WHAT TO DO: Render the part of the data below that opens with the line containing "Tag any visible black" and closes with the line containing "0 489 1280 851" as a JSON list of strings, one string per line, with blank lines omitted.

------------

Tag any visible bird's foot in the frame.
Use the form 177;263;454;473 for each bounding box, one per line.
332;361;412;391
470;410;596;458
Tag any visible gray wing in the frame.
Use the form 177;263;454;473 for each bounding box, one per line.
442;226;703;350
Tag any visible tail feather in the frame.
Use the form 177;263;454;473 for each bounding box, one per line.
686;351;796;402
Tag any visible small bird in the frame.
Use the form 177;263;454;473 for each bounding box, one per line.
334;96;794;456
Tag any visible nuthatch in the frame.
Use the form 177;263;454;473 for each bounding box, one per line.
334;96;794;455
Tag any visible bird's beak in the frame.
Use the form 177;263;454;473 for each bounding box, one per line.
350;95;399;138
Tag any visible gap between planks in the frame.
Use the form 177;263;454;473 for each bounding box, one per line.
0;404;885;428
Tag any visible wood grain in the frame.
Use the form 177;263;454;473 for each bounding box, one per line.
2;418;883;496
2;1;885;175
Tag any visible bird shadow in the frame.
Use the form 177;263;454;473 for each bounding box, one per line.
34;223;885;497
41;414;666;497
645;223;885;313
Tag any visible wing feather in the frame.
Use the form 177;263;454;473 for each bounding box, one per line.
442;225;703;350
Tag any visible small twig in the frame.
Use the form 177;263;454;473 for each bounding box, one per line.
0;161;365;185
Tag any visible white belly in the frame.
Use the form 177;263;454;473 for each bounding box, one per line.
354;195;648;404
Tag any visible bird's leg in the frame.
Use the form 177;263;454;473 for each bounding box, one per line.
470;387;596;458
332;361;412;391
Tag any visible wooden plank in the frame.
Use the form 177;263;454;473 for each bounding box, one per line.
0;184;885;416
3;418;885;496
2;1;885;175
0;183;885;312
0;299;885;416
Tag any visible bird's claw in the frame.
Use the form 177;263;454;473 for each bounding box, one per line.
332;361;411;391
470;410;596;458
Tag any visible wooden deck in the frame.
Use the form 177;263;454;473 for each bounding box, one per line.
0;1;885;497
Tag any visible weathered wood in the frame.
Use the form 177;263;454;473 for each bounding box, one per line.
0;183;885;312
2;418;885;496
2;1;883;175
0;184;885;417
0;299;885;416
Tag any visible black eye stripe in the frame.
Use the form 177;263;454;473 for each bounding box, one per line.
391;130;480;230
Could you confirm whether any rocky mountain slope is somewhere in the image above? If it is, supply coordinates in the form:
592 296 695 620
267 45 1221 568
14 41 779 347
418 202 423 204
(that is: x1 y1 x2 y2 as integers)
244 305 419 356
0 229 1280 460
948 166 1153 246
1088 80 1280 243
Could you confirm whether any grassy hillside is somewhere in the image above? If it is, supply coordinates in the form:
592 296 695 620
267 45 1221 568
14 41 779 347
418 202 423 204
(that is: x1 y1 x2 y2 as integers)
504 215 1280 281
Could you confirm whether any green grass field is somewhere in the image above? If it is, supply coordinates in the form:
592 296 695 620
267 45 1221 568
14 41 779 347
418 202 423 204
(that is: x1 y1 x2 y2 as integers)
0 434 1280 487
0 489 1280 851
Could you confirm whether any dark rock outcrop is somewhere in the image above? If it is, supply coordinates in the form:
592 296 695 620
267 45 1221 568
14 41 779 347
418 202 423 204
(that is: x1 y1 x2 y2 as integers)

------------

ANSWER FOR THE TASK:
[
  "Tag any visible black eye stripe in the frame.",
  "Use the form 177;263;454;473 for each bounding box, one per line.",
  "391;130;480;230",
  "Could you confirm whether any rocky mountain slope is somewhere in the image above? If it is, supply coordinates in the form:",
  "592 296 695 620",
  "267 45 1221 568",
  "14 41 779 347",
  "418 202 423 204",
  "(that is: x1 y1 x2 y2 as integers)",
  "244 305 419 356",
  "0 229 1280 460",
  "948 166 1153 246",
  "1088 80 1280 243",
  "Could you confirm whether any grassy hillside is somewhere in the image above? If it is, supply coordinates in the form:",
  "592 296 695 620",
  "267 45 1221 568",
  "14 41 779 347",
  "418 202 423 204",
  "(that is: x1 y1 x2 y2 as integers)",
  "504 215 1280 281",
  "Could you confirm whether any green grass field is somewhere in the image above? If it is, supply coordinates in the form:",
  "592 296 695 620",
  "267 45 1221 568",
  "14 41 779 347",
  "418 202 423 204",
  "(that is: x1 y1 x2 y2 as integers)",
  "0 434 1280 487",
  "0 489 1280 851"
]